BEGIN Source data

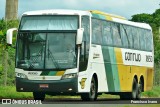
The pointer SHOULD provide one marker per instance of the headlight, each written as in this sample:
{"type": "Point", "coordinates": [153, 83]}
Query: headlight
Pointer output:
{"type": "Point", "coordinates": [73, 75]}
{"type": "Point", "coordinates": [20, 75]}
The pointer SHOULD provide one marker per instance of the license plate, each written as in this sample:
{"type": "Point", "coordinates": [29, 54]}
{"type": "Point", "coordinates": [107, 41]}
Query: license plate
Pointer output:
{"type": "Point", "coordinates": [43, 86]}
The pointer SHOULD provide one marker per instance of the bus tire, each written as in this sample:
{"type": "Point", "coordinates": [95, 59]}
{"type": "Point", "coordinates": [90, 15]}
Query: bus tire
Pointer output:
{"type": "Point", "coordinates": [92, 95]}
{"type": "Point", "coordinates": [39, 96]}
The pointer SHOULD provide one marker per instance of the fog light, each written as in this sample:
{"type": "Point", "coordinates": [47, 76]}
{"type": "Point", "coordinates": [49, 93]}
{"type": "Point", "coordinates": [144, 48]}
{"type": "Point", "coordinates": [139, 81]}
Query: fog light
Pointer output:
{"type": "Point", "coordinates": [70, 89]}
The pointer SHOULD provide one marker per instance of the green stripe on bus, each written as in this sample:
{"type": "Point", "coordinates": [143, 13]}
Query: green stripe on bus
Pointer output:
{"type": "Point", "coordinates": [111, 69]}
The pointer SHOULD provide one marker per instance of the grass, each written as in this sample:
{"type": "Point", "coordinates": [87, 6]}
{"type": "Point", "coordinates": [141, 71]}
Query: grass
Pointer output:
{"type": "Point", "coordinates": [10, 92]}
{"type": "Point", "coordinates": [155, 92]}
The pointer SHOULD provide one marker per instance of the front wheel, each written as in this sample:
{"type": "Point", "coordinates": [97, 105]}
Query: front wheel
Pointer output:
{"type": "Point", "coordinates": [39, 96]}
{"type": "Point", "coordinates": [92, 95]}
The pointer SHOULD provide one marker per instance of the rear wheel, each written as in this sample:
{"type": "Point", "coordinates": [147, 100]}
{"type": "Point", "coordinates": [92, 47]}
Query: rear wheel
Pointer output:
{"type": "Point", "coordinates": [92, 95]}
{"type": "Point", "coordinates": [39, 96]}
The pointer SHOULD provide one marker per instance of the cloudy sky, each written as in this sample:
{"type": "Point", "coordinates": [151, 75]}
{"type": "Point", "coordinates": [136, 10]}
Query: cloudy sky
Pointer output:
{"type": "Point", "coordinates": [125, 8]}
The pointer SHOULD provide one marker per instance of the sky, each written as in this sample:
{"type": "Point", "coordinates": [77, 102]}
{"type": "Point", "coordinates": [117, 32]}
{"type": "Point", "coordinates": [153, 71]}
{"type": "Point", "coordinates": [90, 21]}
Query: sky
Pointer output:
{"type": "Point", "coordinates": [125, 8]}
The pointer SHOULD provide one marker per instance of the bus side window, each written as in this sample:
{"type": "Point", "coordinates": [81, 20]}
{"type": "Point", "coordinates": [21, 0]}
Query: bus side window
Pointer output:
{"type": "Point", "coordinates": [116, 35]}
{"type": "Point", "coordinates": [143, 40]}
{"type": "Point", "coordinates": [106, 34]}
{"type": "Point", "coordinates": [148, 40]}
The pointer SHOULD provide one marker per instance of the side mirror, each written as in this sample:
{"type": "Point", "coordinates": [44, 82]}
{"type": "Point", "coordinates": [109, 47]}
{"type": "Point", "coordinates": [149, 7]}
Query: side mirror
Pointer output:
{"type": "Point", "coordinates": [10, 35]}
{"type": "Point", "coordinates": [79, 36]}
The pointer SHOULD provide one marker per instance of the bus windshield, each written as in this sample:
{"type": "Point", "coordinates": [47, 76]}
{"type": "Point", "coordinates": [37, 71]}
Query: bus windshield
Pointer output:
{"type": "Point", "coordinates": [46, 51]}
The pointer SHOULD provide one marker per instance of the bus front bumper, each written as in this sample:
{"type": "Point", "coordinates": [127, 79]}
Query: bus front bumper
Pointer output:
{"type": "Point", "coordinates": [56, 86]}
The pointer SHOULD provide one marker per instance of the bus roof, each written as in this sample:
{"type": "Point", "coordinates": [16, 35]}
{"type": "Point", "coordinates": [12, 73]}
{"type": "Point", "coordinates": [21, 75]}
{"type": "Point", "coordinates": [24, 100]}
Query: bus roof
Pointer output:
{"type": "Point", "coordinates": [93, 13]}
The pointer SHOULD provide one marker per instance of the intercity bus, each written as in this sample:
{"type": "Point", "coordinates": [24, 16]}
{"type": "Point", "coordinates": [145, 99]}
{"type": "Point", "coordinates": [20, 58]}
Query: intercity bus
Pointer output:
{"type": "Point", "coordinates": [84, 53]}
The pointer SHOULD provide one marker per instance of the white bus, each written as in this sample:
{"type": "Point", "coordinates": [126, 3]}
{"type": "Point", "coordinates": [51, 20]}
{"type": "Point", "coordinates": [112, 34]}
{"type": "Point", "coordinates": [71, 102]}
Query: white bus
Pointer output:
{"type": "Point", "coordinates": [83, 53]}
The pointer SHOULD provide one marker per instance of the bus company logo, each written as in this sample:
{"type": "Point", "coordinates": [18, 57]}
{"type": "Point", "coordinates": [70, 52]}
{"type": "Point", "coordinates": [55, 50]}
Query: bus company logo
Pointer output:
{"type": "Point", "coordinates": [82, 82]}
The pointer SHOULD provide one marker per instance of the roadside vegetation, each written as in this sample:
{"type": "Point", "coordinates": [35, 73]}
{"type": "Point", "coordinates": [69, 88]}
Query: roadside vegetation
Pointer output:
{"type": "Point", "coordinates": [7, 58]}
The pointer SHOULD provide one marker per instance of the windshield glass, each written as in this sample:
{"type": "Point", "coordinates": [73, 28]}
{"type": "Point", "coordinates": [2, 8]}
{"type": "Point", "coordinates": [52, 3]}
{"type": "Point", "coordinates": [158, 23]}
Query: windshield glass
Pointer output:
{"type": "Point", "coordinates": [46, 51]}
{"type": "Point", "coordinates": [54, 22]}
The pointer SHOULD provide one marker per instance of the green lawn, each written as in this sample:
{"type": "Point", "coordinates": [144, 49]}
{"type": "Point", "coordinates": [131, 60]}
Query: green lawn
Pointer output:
{"type": "Point", "coordinates": [10, 92]}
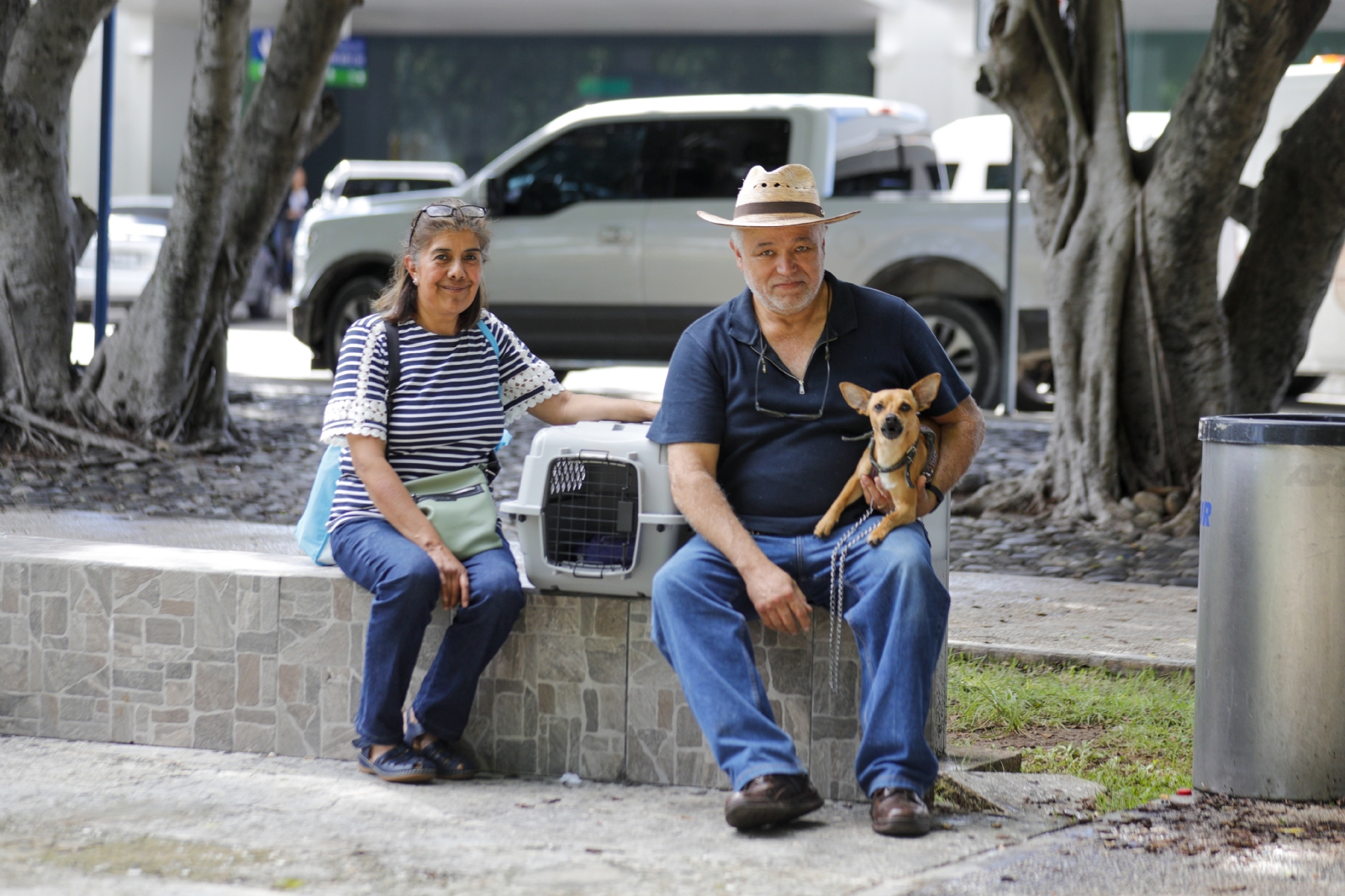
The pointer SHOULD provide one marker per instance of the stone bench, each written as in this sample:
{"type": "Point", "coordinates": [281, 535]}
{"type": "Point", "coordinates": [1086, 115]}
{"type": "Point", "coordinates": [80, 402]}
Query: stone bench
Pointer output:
{"type": "Point", "coordinates": [242, 651]}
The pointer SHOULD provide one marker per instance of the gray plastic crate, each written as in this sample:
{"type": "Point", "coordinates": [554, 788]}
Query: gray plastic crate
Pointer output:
{"type": "Point", "coordinates": [595, 510]}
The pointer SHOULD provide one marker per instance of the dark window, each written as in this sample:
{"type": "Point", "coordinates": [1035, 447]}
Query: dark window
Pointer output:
{"type": "Point", "coordinates": [873, 182]}
{"type": "Point", "coordinates": [708, 159]}
{"type": "Point", "coordinates": [378, 186]}
{"type": "Point", "coordinates": [598, 161]}
{"type": "Point", "coordinates": [997, 177]}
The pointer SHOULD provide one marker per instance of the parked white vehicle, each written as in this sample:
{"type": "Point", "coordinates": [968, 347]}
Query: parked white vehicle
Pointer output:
{"type": "Point", "coordinates": [136, 229]}
{"type": "Point", "coordinates": [599, 255]}
{"type": "Point", "coordinates": [975, 152]}
{"type": "Point", "coordinates": [353, 178]}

END Source data

◆ Exercise details: Transcribe all the data word for word; the images stay out.

◆ Finished exercise:
The pointer SHOULD provide one marker per instance of the headlight, each written as in this sample:
{"type": "Point", "coordinates": [153, 83]}
Query: headlight
Pointer output:
{"type": "Point", "coordinates": [73, 75]}
{"type": "Point", "coordinates": [20, 75]}
The pointer SHOULD provide one marker per instance of the license plate, each written as in this sample:
{"type": "Point", "coordinates": [29, 54]}
{"type": "Point", "coordinates": [107, 41]}
Query: license plate
Pointer output:
{"type": "Point", "coordinates": [43, 86]}
The pointer SHOULD provide one marker per instance of the bus tire, each written as in this sample:
{"type": "Point", "coordinates": [95, 59]}
{"type": "Point", "coordinates": [90, 15]}
Query: bus tire
Pointer output:
{"type": "Point", "coordinates": [92, 95]}
{"type": "Point", "coordinates": [39, 96]}
The pointer SHOULD provide one marker per instance of the fog light, each written as in this sample:
{"type": "Point", "coordinates": [47, 76]}
{"type": "Point", "coordinates": [49, 93]}
{"type": "Point", "coordinates": [144, 48]}
{"type": "Point", "coordinates": [139, 81]}
Query: fog light
Pointer output:
{"type": "Point", "coordinates": [70, 89]}
The pointer SHOULD provide one marker per instance of the green stripe on bus, each written as in this sample:
{"type": "Point", "coordinates": [143, 13]}
Query: green stripe on bus
Pointer output:
{"type": "Point", "coordinates": [111, 69]}
The pointer SHOULD provide one marker per instance of the grass, each written as in this sample:
{"type": "Point", "coordinates": [87, 6]}
{"type": "Point", "coordinates": [141, 71]}
Query: grass
Pointer output:
{"type": "Point", "coordinates": [10, 92]}
{"type": "Point", "coordinates": [155, 92]}
The pointer SHOULD provide one marker per instance of the front wheel, each written as in this sample:
{"type": "Point", "coordinates": [97, 105]}
Query: front wheel
Pointer output:
{"type": "Point", "coordinates": [39, 96]}
{"type": "Point", "coordinates": [92, 95]}
The pointer SHOULD provide one marker per instance of the rear wheel, each written as in this sample:
{"type": "Point", "coordinates": [147, 100]}
{"type": "Point", "coordinates": [92, 47]}
Query: rear wheel
Pointer output:
{"type": "Point", "coordinates": [92, 95]}
{"type": "Point", "coordinates": [39, 96]}
The pointer SHOULD provide one marker per instance of the cloudy sky, each written as in this sample:
{"type": "Point", "coordinates": [151, 75]}
{"type": "Point", "coordinates": [136, 10]}
Query: cloudy sky
Pointer output:
{"type": "Point", "coordinates": [125, 8]}
The pointer SHOULD provide one marker per instance of the sky, each written as in this sample:
{"type": "Point", "coordinates": [77, 102]}
{"type": "Point", "coordinates": [117, 32]}
{"type": "Point", "coordinates": [153, 71]}
{"type": "Point", "coordinates": [90, 21]}
Query: sky
Pointer output:
{"type": "Point", "coordinates": [125, 8]}
The pointer SHOULD provide one marker per instance of the bus side window, each written as in this sample:
{"type": "Point", "coordinates": [81, 20]}
{"type": "Point", "coordinates": [21, 0]}
Query: bus side window
Pointer output:
{"type": "Point", "coordinates": [116, 35]}
{"type": "Point", "coordinates": [143, 40]}
{"type": "Point", "coordinates": [106, 34]}
{"type": "Point", "coordinates": [148, 40]}
The pointer SHOULD provide one marker per instance of the side mirror, each written as in this sample:
{"type": "Point", "coordinates": [44, 82]}
{"type": "Point", "coordinates": [109, 47]}
{"type": "Point", "coordinates": [149, 7]}
Query: side mirror
Pointer output:
{"type": "Point", "coordinates": [10, 35]}
{"type": "Point", "coordinates": [79, 36]}
The pointer SHOULD provide one marker per instance of the bus windshield, each written as in this sample:
{"type": "Point", "coordinates": [47, 76]}
{"type": "Point", "coordinates": [37, 71]}
Query: bus windshield
Pointer output:
{"type": "Point", "coordinates": [46, 51]}
The pointer SHOULD provide one marker per instance of the bus front bumper, each written as in this sample:
{"type": "Point", "coordinates": [127, 79]}
Query: bus front bumper
Pointer output:
{"type": "Point", "coordinates": [56, 86]}
The pointer SHOULD provide one marker per instance of the bus roof, each written as in this sample:
{"type": "Point", "coordinates": [16, 35]}
{"type": "Point", "coordinates": [12, 73]}
{"type": "Point", "coordinates": [21, 75]}
{"type": "Point", "coordinates": [24, 100]}
Query: bus roof
Pointer output:
{"type": "Point", "coordinates": [93, 13]}
The pointer SHOULD provide one marker per instance of the intercity bus, each written as in this sample:
{"type": "Point", "coordinates": [24, 16]}
{"type": "Point", "coordinates": [145, 99]}
{"type": "Point", "coordinates": [20, 58]}
Query: intercity bus
Pointer output:
{"type": "Point", "coordinates": [84, 53]}
The pointer SHOULD provide one marker per instance of the white bus, each written as in this sample:
{"type": "Point", "coordinates": [126, 3]}
{"type": "Point", "coordinates": [51, 20]}
{"type": "Point", "coordinates": [112, 34]}
{"type": "Point", "coordinates": [71, 102]}
Query: white bus
Pointer output:
{"type": "Point", "coordinates": [83, 53]}
The pointer SHOULD provide one marker per instance of the bus company logo, each written as in this sample:
{"type": "Point", "coordinates": [18, 57]}
{"type": "Point", "coordinates": [70, 52]}
{"type": "Point", "coordinates": [55, 50]}
Query: bus company logo
Pointer output:
{"type": "Point", "coordinates": [82, 82]}
The pointer SHOULD provide one marker per instance of the roadside vegetation, each written as in this sample:
{"type": "Point", "coordinates": [35, 73]}
{"type": "Point", "coordinates": [69, 88]}
Query: roadside vegetation
Pointer output:
{"type": "Point", "coordinates": [7, 58]}
The pointer SHOULD provide one marker per instance of the windshield glass, each written as in this sample:
{"type": "Point", "coordinates": [73, 28]}
{"type": "Point", "coordinates": [2, 8]}
{"type": "Point", "coordinates": [52, 3]}
{"type": "Point", "coordinates": [158, 23]}
Query: windshield glass
Pointer output:
{"type": "Point", "coordinates": [46, 51]}
{"type": "Point", "coordinates": [54, 22]}
The pointer SHOULD provide one marker per instance of the green lawn, each written as in this sample:
{"type": "Point", "coordinates": [144, 49]}
{"type": "Point", "coordinates": [131, 60]}
Query: green lawn
Pointer output:
{"type": "Point", "coordinates": [10, 92]}
The pointer SHOULD provide one marker per instance of the stone bench, each written as in this sample:
{"type": "Point", "coordinates": [281, 535]}
{"type": "Point", "coordinates": [1086, 115]}
{"type": "Point", "coordinates": [80, 402]}
Query: stone bench
Pointer output:
{"type": "Point", "coordinates": [242, 651]}
The pointer SHOULD provide one marker per instance of the gray plastic crate, each written as in this sample:
{"type": "Point", "coordinates": [554, 788]}
Query: gray plastic crate
Pointer output:
{"type": "Point", "coordinates": [595, 510]}
The pointer SHOULD provide one marker per instance of the dark window, each written as in this sample:
{"type": "Point", "coordinates": [1035, 447]}
Query: dark window
Pointer output:
{"type": "Point", "coordinates": [873, 182]}
{"type": "Point", "coordinates": [708, 159]}
{"type": "Point", "coordinates": [378, 186]}
{"type": "Point", "coordinates": [598, 161]}
{"type": "Point", "coordinates": [997, 177]}
The pointer SHOULD provide one marker per instance of the parked white vehicle, each written as in this sample:
{"type": "Point", "coordinates": [968, 347]}
Query: parked white vehicle
Pointer output:
{"type": "Point", "coordinates": [136, 229]}
{"type": "Point", "coordinates": [599, 255]}
{"type": "Point", "coordinates": [975, 152]}
{"type": "Point", "coordinates": [353, 178]}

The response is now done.